Document text:
.....

Perhaps she feels she needs to be in control of others at school, as she cannot be at home? Perhaps she feels that she has to let her "nastiness" out somewhere, after having to be so good and helpful at home? (Not meaning she is any nastier than any other child - just human).

Perhaps she wants to get her way at school, as she cannot at home?

Perhaps it is a response to being "bullied" by her asd sibling?

 

T has affected our lives greatly. There are lots of things that we could have done without the constraints that T imposed eg: I have not encouraged M's talents in sport, as there was no way I could take him to matches and amuse T while M was playing. I did try a few times, but it was disasterous! Our circumstances were compounded by my being a single parent.

 

M has had a tough deal, haing a very challenging elder brother with AS (who would only do the things he wants to do), and a Twin brother with aspects of AS - whom he has to share a bedroom with and much of his time at school, his friends, etc. Anything R does reflects on M. M is always saying "It's not fair...." and it isn't.

.....

Recorded information:
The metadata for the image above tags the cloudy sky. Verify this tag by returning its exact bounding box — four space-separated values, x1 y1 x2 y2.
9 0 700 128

.....

Stated goal 1: According to the post about siblings, what made the writer's family circumstances harder?
Stated goal 2: In the post about siblings, swap "matches" for "games" and write out everything from "Perhaps it is" down to "a single parent.".

Complete output 1: The writer being a single parent.

Complete output 2:
Perhaps it is a response to being "bullied" by her asd sibling?

 

T has affected our lives greatly. There are lots of things that we could have done without the constraints that T imposed eg: I have not encouraged M's talents in sport, as there was no way I could take him to games and amuse T while M was playing. I did try a few times, but it was disasterous! Our circumstances were compounded by my being a single parent.